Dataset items
*****

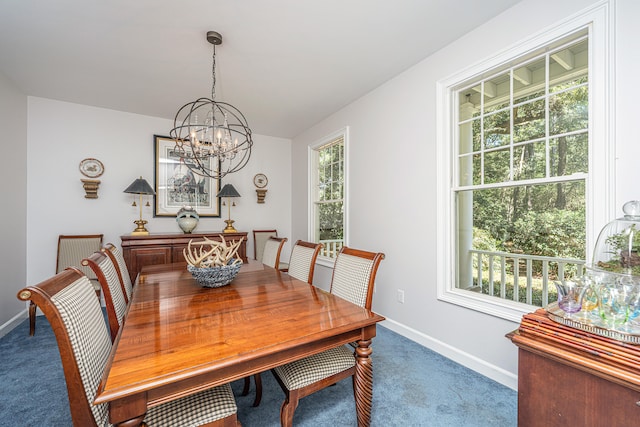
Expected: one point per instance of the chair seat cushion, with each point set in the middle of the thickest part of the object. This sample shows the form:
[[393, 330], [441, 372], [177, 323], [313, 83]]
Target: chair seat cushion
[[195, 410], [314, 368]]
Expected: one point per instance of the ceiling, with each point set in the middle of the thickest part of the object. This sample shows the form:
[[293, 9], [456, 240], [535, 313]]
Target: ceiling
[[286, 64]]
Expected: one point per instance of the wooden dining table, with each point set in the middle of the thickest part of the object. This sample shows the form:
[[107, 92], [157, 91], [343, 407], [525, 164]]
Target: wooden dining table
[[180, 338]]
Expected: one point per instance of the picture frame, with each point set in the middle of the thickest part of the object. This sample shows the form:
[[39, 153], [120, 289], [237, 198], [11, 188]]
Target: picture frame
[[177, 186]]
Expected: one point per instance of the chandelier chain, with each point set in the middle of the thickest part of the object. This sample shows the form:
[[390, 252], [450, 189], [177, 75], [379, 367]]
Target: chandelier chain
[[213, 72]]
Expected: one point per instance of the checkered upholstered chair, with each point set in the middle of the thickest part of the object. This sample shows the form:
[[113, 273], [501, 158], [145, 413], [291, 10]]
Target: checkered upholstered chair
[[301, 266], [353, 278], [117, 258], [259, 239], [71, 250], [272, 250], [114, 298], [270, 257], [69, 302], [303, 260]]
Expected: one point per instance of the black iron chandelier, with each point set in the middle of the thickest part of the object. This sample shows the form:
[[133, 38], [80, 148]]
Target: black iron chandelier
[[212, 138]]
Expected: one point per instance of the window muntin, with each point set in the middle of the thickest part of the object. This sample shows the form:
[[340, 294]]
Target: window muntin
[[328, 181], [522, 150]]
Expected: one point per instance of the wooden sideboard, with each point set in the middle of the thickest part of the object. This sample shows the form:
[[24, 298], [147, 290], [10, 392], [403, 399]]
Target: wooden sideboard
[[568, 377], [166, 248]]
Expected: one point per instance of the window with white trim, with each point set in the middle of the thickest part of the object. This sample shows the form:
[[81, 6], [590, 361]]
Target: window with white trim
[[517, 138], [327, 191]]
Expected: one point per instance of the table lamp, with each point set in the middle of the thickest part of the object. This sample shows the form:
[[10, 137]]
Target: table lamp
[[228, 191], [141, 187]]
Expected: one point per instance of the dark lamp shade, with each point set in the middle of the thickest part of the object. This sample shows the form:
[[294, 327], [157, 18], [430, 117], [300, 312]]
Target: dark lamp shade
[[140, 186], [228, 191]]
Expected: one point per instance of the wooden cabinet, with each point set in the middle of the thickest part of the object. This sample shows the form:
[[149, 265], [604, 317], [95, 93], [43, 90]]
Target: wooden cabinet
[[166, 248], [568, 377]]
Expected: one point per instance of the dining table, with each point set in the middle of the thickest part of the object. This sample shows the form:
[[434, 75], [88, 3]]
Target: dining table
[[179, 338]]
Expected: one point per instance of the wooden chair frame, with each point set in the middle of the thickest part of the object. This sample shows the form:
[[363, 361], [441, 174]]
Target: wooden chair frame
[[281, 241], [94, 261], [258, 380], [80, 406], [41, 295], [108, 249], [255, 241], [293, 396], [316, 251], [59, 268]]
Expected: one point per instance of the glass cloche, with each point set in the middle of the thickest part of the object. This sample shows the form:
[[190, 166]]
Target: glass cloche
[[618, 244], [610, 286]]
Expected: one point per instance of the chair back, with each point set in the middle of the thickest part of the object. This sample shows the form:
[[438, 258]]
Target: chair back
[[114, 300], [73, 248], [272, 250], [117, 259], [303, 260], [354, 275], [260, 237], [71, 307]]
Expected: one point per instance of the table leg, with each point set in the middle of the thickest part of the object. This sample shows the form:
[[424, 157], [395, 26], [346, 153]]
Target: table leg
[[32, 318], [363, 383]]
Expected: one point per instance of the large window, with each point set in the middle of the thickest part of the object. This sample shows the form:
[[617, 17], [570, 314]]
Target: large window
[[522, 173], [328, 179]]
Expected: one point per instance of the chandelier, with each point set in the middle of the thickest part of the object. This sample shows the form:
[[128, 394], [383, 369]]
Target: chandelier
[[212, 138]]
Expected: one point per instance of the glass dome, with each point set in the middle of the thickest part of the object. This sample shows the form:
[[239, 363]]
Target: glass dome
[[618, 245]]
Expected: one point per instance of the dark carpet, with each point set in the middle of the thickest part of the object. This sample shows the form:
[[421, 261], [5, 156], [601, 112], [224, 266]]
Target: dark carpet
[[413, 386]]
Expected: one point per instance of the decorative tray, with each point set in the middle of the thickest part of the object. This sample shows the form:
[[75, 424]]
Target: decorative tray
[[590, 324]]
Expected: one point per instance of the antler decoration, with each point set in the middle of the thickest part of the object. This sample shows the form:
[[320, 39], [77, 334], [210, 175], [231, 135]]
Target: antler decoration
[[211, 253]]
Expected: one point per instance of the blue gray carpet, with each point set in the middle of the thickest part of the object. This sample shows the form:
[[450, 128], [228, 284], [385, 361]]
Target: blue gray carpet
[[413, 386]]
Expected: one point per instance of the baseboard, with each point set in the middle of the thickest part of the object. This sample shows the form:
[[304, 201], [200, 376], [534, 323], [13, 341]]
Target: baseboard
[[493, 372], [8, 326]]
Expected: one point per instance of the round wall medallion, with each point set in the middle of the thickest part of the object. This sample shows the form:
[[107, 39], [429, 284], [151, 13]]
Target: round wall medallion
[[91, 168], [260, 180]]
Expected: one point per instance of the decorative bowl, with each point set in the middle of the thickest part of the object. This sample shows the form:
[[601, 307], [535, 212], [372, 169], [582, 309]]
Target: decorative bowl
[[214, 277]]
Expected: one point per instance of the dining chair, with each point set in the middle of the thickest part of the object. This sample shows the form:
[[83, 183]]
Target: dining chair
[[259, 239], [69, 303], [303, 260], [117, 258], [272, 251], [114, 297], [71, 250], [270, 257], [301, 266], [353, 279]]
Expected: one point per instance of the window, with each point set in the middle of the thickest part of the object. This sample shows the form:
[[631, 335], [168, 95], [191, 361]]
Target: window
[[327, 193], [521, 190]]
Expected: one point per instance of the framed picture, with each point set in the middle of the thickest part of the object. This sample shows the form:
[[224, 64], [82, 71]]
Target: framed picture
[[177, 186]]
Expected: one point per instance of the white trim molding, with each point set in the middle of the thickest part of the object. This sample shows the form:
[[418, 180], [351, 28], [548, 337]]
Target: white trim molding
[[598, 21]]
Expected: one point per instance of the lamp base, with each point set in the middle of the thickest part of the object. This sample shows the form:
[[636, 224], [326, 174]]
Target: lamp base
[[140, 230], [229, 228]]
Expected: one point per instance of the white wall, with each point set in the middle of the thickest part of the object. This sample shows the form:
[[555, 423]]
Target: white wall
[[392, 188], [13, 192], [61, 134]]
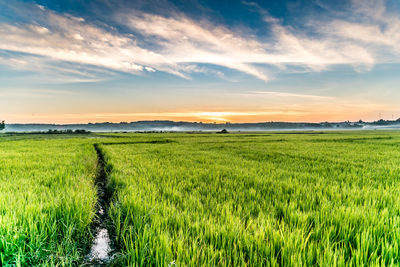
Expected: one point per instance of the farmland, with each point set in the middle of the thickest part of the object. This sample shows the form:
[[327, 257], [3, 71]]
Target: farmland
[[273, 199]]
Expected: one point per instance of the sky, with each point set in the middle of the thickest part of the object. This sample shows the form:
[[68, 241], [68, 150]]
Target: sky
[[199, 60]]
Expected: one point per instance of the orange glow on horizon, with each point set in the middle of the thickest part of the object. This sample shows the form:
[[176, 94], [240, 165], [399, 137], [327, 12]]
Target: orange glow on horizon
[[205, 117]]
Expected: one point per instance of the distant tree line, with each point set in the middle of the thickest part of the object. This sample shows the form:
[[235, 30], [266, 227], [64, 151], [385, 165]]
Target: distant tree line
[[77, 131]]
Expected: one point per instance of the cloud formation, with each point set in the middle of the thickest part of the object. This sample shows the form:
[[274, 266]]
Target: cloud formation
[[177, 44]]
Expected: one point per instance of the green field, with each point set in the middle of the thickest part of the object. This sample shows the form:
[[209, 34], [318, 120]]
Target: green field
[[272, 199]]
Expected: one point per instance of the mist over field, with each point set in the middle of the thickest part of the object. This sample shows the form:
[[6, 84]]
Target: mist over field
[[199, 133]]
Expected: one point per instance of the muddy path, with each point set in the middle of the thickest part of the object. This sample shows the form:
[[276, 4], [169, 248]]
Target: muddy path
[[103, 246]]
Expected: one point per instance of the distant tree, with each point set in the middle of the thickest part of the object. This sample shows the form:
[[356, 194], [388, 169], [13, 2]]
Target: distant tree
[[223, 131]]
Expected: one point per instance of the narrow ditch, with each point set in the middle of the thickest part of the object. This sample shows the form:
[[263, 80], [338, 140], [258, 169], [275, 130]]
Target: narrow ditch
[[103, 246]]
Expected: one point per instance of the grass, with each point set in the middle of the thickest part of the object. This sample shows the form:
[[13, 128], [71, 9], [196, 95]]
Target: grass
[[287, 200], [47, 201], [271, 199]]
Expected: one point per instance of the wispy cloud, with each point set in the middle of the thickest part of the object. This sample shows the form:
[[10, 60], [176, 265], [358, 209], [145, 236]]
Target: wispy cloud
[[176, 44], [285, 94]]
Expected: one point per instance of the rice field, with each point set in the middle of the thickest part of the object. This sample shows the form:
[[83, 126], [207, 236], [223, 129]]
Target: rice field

*****

> _Task description_: Starting with the line that contains "Expected: one point per instance of the distant tree line, with", return each line through the last one of the data above, exactly as written and nothing more.

> _Exercise answer_:
Expected: one point per instance of the distant tree line, with each point set in the middle of the thickest part of the object. This sample shows the form:
[[235, 30], [266, 227], [64, 151], [385, 165]]
Target: distant tree line
[[77, 131]]
Expected: one point per instance of the cloud formation, with each point set in the middle of the thickest part of the object. This sample shows the form:
[[274, 266]]
Target: cloud formation
[[177, 44]]
Expected: one point per instance of the green field, with each point set in the middle of the thickest part of the object. This sample shows the form:
[[209, 34], [318, 120]]
Target: green field
[[272, 199]]
Expected: one point per instance of the mist over field, with each point set in the middle of the thickest part of the object. This sample shows the form:
[[6, 84]]
Target: mist over field
[[199, 133]]
Expected: one point per instance of the muddy path, with each point set in the middle of the thickest part of the object. This sample shows the form:
[[276, 4], [169, 248]]
Target: muddy path
[[103, 246]]
Expected: one point per instance of the distant tree, with each point set in the middle of the thickest part of the object. This sample shows the form:
[[356, 194], [388, 169], [13, 2]]
Target: distant tree
[[223, 131]]
Expected: one point per instance of the narrow ditch, with each point set in the middle of the thickest part of the object. This sample shows the form:
[[263, 80], [338, 140], [258, 169], [275, 130]]
Target: narrow ditch
[[103, 246]]
Expected: one point per instance of the grass, with each point set in the middle of the thickest part of the object. This sample shows the form:
[[13, 128], [71, 9], [196, 95]]
Target: grass
[[287, 200], [47, 201], [271, 199]]
Expected: one point per instance of the wispy cloud, with each point set in the middle of the thickest part of the object. This sample shows the form:
[[10, 60], [176, 265], [358, 209], [145, 236]]
Target: wispy cloud
[[176, 44], [285, 94]]
Expected: one point per instance of the rice field, with each point set in the middle of the thickest part of the object. This sample shows the form:
[[83, 126], [207, 236], [223, 129]]
Target: rice field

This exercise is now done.